● **MATERIAL PROVIDED**:
__________________________________________________
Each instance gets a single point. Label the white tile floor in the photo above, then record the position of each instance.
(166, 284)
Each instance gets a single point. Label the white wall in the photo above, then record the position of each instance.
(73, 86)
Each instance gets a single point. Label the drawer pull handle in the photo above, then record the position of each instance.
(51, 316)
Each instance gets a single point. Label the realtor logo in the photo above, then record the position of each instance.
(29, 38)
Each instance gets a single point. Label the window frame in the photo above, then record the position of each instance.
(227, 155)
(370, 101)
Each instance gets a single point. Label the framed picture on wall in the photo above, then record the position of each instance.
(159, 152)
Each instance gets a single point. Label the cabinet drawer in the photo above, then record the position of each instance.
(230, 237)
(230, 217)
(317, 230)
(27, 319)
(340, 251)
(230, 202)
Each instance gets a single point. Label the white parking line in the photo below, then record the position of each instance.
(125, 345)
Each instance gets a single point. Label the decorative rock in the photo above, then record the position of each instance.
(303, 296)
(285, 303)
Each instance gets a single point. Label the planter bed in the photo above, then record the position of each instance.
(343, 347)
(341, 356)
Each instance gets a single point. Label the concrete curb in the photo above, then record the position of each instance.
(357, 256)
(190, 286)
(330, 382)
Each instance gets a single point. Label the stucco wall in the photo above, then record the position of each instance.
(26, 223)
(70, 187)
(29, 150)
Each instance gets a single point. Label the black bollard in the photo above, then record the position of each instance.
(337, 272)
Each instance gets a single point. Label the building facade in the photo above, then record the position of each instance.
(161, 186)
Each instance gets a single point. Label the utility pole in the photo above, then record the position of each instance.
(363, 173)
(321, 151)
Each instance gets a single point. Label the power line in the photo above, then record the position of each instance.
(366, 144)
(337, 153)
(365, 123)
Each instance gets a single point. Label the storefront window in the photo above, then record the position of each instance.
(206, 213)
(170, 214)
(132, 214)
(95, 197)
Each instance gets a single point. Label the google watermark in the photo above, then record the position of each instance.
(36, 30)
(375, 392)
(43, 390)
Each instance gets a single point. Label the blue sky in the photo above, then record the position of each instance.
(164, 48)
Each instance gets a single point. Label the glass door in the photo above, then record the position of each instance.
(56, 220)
__________________________________________________
● **TASK DETAILS**: Include in the answer nothing but an exact repetition of the lines from the one with "Each instance gets a single point. Label the blue" through the end of the material.

● **SOLUTION**:
Each instance gets a single point. Label the blue sky in the photo above, then record the position of each instance.
(164, 48)
Each instance gets a single point. Label the glass door in the photo above, then record the position of each instance.
(56, 220)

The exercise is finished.